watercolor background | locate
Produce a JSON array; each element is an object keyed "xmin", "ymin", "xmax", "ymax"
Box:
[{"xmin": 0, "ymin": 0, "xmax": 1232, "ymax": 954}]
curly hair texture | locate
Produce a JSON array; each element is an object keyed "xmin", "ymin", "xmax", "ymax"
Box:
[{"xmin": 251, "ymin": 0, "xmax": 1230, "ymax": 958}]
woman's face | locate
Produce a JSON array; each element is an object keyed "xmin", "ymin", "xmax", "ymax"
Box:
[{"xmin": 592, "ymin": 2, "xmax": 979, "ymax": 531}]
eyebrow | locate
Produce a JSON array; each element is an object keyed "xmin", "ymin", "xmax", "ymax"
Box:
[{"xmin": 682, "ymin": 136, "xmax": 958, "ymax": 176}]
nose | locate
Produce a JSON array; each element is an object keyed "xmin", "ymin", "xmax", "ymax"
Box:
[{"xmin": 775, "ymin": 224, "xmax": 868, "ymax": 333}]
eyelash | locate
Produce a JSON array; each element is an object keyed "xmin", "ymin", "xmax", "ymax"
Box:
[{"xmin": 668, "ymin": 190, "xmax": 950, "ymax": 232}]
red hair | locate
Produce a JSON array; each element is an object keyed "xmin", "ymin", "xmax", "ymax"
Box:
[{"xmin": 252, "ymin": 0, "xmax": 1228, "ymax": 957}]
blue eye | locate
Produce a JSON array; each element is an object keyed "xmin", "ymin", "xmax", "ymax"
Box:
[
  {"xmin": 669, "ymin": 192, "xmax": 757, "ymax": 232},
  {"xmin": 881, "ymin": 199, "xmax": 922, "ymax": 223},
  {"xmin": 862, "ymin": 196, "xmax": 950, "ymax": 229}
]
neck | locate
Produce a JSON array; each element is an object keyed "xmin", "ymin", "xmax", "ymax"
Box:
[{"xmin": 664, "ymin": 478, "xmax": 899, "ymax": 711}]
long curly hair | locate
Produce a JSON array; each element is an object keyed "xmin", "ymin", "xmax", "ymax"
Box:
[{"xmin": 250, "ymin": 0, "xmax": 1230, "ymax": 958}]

____

PROBLEM STATEMENT: Copy all of the records above character for character, keeping every line in its original order.

EXERCISE OUTPUT:
watercolor background | locate
Produce a JSON array; each element is an object keyed "xmin", "ymin", "xmax", "ymax"
Box:
[{"xmin": 0, "ymin": 0, "xmax": 1232, "ymax": 954}]
curly hair texture | locate
Produce a JSON array; each element is an object keyed "xmin", "ymin", "xmax", "ymax"
Box:
[{"xmin": 251, "ymin": 0, "xmax": 1230, "ymax": 958}]
woman's face | locate
Produce a JSON array; each element is an object keyed "xmin", "ymin", "xmax", "ymax"
Box:
[{"xmin": 592, "ymin": 2, "xmax": 979, "ymax": 531}]
eyebrow | locate
Produce a JSON array; each element is an object keyed "xmin", "ymin", "xmax", "ymax"
Box:
[{"xmin": 682, "ymin": 136, "xmax": 958, "ymax": 176}]
nose | locate
Produce a JSON array; each element is an object keyed "xmin", "ymin", "xmax", "ymax"
Box:
[{"xmin": 775, "ymin": 224, "xmax": 868, "ymax": 333}]
eyelash | locate
Produce a JSON array; each element is an object keyed "xmin", "ymin", "xmax", "ymax"
Box:
[{"xmin": 668, "ymin": 190, "xmax": 950, "ymax": 232}]
red hair | locate
Produce a JSON array; each element is an object keyed "xmin", "ymin", "xmax", "ymax"
Box:
[{"xmin": 252, "ymin": 0, "xmax": 1228, "ymax": 957}]
blue eye | locate
Produce a JSON array; each element is an object keyed "xmin", "ymin", "xmax", "ymax"
Box:
[
  {"xmin": 669, "ymin": 192, "xmax": 757, "ymax": 232},
  {"xmin": 881, "ymin": 199, "xmax": 922, "ymax": 223},
  {"xmin": 862, "ymin": 196, "xmax": 950, "ymax": 229}
]
neck | locate
Produce a JSON array; each element is an object keyed "xmin", "ymin", "xmax", "ymax"
Box:
[{"xmin": 664, "ymin": 478, "xmax": 899, "ymax": 711}]
long curly hair | locate
Produce a JSON array; each element is an object keyed "xmin", "ymin", "xmax", "ymax"
Box:
[{"xmin": 250, "ymin": 0, "xmax": 1230, "ymax": 958}]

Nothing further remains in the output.